Dès la fin du premier conflit mondial, l’horlogerie suisse a connu une période de crise majeure, marquée par une profonde réorganisation sous l’égide de l’État. Ce sauvetage national a notamment pris forme lors d’ententes cartellaires, suivies par des mesures de certification territoriale. Seconde partie : naissance du Swiss made.

Si le sauvetage de l’horlogerie suisse au lendemain du premier conflit mondial a coûté des millions à la Confédération helvétique, il n’en a pas moins fait merveille. Durant la période de l’entre-deux-guerres, grâce aux ententes cartellaires garantissant les prix et un approvisionnement rigoureusement helvétique afin de préserver la division du travail propre à l’établissage, l’horlogerie suisse n’a cessé de se renforcer sur le plan mondial. Non seulement cette double structure protectionniste empêchait les acteurs étrangers de produire des montres à partir de composants suisses, mais elle réservait également les principales innovations de la branche aux seuls acteurs du pays. Innovations au rang desquelles le spiral en Elinvar puis le spiral Nivarox, le porte-échappement ou le système de pare-chocs, pour citer quelques exemples.

La défense de la territorialité de l’établissage était donc achevée à partir de la seconde moitié des années 1930.
Johann Boillat

Et pour bien cimenter cette hégémonie au niveau commercial, dès 1924, deux des principaux groupements patronaux ont eu recours au principe du poinçon de qualité, contrôlé par des bureaux officiels agréés par les autorités fédérales. Ces dispositions protégeaient ainsi la bonne facture helvétique sur les marchés étrangers dans la mesure où le Bureau fédéral de la propriété intellectuelle à Berne était chargé de les faire respecter au niveau international. « La défense de la territorialité de l’établissage était donc achevée à partir de la seconde moitié des années 1930 grâce au renforcement économique, commercial et technologique du tissu industriel, précise l’historien Johann Boillat dans un article sur la question. Lucratif, le système fut dès lors protégé, jusque dans les années 1950, par le Département fédéral de l’économie publique et par les associations patronales. »
_ _ _ _ _ _ _
D'après le texte sur l'horlogerie suisse, quel organisme était chargé de faire respecter au niveau international les dispositions du poinçon de qualité ?

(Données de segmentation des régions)
_ _ _ _ _ _ _
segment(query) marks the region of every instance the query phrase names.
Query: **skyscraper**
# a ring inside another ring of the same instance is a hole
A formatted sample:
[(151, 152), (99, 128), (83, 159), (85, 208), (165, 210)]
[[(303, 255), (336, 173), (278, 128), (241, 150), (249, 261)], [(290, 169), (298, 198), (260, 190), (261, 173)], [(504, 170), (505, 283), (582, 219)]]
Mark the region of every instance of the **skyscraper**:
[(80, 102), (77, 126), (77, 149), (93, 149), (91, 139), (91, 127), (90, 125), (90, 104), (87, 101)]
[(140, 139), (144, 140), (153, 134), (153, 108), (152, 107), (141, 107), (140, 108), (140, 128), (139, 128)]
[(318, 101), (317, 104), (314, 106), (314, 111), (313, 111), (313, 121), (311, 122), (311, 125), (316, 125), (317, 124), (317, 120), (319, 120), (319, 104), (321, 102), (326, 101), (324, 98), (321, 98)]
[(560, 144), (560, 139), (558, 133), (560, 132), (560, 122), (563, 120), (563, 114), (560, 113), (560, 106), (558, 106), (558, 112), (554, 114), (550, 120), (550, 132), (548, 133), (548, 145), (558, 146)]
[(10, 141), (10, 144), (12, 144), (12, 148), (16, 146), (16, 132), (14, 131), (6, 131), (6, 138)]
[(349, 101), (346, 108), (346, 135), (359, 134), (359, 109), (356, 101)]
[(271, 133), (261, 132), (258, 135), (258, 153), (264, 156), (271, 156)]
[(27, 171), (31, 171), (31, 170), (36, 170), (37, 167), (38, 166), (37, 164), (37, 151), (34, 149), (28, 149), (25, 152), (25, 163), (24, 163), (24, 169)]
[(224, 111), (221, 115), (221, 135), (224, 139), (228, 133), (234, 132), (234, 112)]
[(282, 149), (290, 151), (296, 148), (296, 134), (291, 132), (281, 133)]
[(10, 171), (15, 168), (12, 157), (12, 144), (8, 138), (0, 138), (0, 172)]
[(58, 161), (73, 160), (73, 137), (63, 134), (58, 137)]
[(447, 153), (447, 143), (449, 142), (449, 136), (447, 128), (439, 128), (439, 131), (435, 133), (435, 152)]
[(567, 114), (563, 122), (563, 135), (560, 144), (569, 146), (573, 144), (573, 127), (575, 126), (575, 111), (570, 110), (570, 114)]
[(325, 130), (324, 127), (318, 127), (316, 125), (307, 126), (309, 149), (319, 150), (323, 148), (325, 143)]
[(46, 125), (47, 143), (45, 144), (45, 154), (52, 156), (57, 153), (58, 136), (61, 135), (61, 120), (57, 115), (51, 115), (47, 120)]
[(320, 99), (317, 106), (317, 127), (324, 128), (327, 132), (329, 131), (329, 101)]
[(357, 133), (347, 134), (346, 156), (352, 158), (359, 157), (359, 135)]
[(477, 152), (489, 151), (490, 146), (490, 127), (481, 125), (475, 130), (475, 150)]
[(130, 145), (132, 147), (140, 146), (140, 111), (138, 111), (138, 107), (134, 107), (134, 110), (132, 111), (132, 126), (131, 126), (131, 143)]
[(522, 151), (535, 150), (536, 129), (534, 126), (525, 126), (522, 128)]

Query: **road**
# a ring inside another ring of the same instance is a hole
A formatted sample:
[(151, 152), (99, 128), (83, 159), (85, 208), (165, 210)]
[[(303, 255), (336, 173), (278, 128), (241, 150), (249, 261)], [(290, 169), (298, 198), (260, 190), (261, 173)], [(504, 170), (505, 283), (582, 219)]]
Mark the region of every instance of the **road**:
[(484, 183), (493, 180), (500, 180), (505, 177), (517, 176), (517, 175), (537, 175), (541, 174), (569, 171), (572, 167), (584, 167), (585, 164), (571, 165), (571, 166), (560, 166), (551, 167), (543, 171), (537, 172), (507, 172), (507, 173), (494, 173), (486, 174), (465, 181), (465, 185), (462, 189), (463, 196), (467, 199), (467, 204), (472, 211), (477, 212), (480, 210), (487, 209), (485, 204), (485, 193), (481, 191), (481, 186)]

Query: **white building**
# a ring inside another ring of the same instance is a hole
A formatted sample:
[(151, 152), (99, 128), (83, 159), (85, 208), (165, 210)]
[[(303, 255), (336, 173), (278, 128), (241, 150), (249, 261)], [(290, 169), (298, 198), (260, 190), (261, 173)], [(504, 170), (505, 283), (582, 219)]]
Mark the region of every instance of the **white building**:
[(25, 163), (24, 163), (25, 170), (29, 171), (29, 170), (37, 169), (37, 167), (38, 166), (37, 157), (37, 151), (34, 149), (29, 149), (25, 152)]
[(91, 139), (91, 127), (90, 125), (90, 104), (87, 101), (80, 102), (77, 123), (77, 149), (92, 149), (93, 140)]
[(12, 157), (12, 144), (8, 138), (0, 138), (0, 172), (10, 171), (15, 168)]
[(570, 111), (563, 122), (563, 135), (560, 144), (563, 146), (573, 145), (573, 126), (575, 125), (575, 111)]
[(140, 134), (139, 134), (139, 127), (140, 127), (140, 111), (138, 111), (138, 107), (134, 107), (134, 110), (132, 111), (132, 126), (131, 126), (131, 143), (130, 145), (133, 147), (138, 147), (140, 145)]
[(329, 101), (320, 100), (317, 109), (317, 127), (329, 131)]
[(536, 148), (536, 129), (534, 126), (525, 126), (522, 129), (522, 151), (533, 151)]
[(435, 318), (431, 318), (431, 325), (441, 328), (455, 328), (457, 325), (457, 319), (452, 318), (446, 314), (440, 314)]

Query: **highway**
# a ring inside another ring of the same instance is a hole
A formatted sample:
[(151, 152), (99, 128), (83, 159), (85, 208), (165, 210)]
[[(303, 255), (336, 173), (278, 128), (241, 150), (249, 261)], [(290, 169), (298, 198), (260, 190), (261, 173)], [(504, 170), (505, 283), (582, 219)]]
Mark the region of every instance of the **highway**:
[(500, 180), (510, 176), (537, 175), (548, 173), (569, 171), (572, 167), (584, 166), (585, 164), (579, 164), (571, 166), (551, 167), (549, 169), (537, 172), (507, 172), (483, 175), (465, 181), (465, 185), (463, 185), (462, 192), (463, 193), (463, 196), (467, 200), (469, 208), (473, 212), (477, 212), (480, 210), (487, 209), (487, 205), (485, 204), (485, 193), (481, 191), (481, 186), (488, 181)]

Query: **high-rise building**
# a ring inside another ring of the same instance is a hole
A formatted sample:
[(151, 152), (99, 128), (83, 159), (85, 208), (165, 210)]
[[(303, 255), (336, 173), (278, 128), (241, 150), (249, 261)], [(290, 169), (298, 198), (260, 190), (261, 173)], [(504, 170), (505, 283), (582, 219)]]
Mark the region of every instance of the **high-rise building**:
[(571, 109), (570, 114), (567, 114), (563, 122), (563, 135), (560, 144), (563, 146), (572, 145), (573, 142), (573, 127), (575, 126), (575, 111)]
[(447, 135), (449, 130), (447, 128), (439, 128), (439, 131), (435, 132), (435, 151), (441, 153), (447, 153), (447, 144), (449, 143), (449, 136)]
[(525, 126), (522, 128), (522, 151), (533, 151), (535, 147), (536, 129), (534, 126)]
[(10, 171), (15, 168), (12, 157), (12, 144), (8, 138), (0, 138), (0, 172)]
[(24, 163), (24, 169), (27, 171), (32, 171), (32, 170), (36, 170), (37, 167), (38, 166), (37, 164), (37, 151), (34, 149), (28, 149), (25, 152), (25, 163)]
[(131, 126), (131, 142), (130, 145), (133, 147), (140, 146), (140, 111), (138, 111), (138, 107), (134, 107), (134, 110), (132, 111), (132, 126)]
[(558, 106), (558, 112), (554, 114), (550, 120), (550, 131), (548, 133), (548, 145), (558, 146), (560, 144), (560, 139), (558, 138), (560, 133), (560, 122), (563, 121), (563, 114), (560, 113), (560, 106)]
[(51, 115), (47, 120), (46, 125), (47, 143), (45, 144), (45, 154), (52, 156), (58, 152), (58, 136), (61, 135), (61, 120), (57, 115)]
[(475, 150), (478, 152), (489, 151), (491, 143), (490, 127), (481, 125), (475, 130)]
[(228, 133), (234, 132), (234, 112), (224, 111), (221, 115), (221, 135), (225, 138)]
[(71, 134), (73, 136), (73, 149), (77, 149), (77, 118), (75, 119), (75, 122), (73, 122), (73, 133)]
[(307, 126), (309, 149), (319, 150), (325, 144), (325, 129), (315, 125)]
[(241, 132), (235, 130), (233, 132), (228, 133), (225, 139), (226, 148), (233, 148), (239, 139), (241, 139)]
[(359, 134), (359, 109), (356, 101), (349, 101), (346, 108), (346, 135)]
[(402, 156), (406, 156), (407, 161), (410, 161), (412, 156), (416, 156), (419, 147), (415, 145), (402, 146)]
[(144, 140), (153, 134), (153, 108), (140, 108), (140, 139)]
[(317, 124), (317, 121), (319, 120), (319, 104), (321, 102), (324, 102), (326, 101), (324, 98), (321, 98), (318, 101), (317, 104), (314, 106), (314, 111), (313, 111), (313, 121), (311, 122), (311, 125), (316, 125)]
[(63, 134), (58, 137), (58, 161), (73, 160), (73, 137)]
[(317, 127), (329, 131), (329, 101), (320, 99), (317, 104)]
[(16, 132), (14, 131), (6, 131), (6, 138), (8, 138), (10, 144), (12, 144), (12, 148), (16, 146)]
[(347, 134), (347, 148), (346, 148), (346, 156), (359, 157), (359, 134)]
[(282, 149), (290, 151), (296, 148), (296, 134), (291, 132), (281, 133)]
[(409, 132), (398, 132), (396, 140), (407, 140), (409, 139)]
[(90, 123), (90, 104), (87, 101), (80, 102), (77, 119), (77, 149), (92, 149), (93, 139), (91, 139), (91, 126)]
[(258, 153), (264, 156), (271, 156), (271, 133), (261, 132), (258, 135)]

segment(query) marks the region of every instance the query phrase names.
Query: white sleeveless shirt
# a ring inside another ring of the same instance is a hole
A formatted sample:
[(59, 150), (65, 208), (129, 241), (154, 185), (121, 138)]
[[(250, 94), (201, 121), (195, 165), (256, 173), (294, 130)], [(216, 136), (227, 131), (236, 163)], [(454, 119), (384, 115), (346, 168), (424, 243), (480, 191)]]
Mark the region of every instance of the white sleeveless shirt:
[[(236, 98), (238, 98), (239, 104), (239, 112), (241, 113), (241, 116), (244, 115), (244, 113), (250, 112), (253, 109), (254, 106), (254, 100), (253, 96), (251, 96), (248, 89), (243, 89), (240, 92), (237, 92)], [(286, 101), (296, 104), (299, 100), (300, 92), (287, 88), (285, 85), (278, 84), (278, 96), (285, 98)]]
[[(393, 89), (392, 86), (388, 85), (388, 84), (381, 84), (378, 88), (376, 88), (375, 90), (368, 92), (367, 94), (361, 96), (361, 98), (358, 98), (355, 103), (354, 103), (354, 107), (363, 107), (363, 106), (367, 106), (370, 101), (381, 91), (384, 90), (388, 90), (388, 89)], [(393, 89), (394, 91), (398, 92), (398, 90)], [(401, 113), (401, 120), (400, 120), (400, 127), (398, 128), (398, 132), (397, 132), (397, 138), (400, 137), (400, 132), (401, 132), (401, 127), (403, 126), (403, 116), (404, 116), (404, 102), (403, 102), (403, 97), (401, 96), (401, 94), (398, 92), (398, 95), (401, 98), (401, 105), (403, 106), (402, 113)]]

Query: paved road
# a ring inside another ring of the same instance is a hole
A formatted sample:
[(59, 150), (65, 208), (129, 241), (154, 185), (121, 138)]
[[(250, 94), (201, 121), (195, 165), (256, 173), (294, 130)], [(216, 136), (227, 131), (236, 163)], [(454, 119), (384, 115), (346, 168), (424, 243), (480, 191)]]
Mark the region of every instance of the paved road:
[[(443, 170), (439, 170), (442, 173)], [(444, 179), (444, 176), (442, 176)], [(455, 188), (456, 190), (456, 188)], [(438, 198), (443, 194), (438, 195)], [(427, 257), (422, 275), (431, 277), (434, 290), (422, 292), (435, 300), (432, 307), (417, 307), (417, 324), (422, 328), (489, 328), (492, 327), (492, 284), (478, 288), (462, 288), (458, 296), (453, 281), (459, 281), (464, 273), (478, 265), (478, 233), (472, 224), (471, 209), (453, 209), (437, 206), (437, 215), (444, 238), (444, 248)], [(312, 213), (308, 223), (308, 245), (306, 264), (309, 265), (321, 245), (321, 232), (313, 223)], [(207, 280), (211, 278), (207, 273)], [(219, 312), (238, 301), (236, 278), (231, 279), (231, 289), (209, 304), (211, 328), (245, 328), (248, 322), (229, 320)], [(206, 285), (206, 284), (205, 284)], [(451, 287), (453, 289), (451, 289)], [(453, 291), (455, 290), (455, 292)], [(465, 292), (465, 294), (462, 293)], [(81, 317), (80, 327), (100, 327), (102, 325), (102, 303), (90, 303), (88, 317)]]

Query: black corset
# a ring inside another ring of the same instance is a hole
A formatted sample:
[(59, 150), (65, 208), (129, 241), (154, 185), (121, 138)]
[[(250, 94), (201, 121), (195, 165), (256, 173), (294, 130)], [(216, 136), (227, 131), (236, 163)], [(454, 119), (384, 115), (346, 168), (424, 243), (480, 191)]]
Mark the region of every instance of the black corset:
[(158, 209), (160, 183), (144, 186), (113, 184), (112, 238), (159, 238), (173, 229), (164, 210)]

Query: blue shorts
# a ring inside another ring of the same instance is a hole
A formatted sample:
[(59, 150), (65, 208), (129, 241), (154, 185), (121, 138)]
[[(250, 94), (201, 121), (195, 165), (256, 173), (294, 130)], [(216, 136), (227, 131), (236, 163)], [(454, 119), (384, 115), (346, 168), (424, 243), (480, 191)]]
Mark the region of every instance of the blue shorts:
_ _ _ _ _ _ _
▶ Corrigé de l'exercice
Le Bureau fédéral de la propriété intellectuelle à Berne.